Source excerpt ::
I'm a 30 year-old woman muddling through the Los Angeles dating scene and yes - Believe all that you've heard about the screwed up men and women in La-La Land.

This blog is of my actual experiences that will either make you chuckle, laugh out loud or maybe say "aw.....".

If your dating hangovers seem worse than the next person's, read on, post a comment and enjoy!

Carmen

7 comments

  1. Nothing like a woman scorned.

    I could easily say what he did cheating was wrong and this woman’s actions were reckless, at a minimum BUT… You never know.

    I would have to imagine what my reaction would be if I was married and stumbled on some ish life that in my wife’s in box. Short of trying to break her neck…..

    I’d say what happened here was pretty mild.

    Nice one C, thanks for sharing. Oh yeah, I read about last night’s wonderland. Lucky man.

    1. Well Kendall… That’s my point, if you come across some really flagrant information the word “snap” easily comes to mind.

      I always say two things:

      First, don’t do it or even think about doing it.

      Second, if you are going to do it (cheat), don’t be so damn sloppy about it!

  2. Carmen you’re right, someone else is probably making a date using Facebook as you wrote this and will likely get caught eventually. What’s funny is even after everything the wife did when she found out (throwing out clothes, telling family members and even the pastor), she’s probably chilling in bed with him right now.

Data section ::
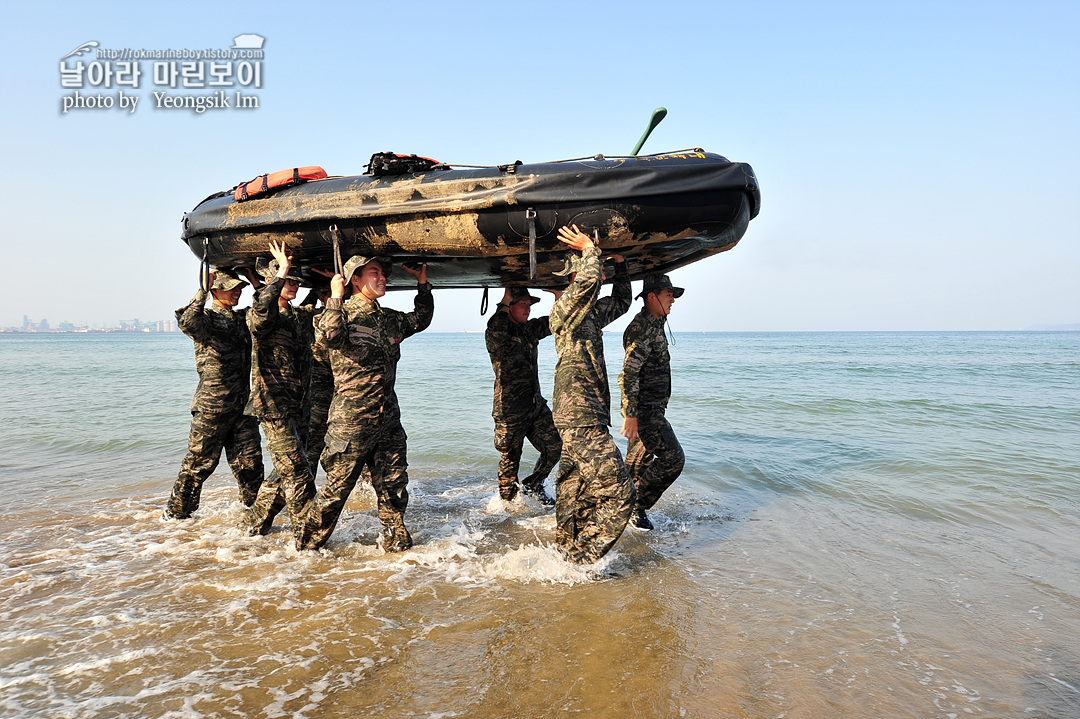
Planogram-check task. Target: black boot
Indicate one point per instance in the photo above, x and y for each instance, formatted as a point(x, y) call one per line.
point(639, 519)
point(539, 494)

Given task ::
Answer these questions from the dating blog excerpt:
1. How old is the woman who writes the blog?
2. How many comments does the post show?
3. In the last comment, who besides family members did the wife tell after she found out?
The listing is separate material, unrelated to the dating blog excerpt.

Exercise answer ::
1. 30
2. 7
3. The pastor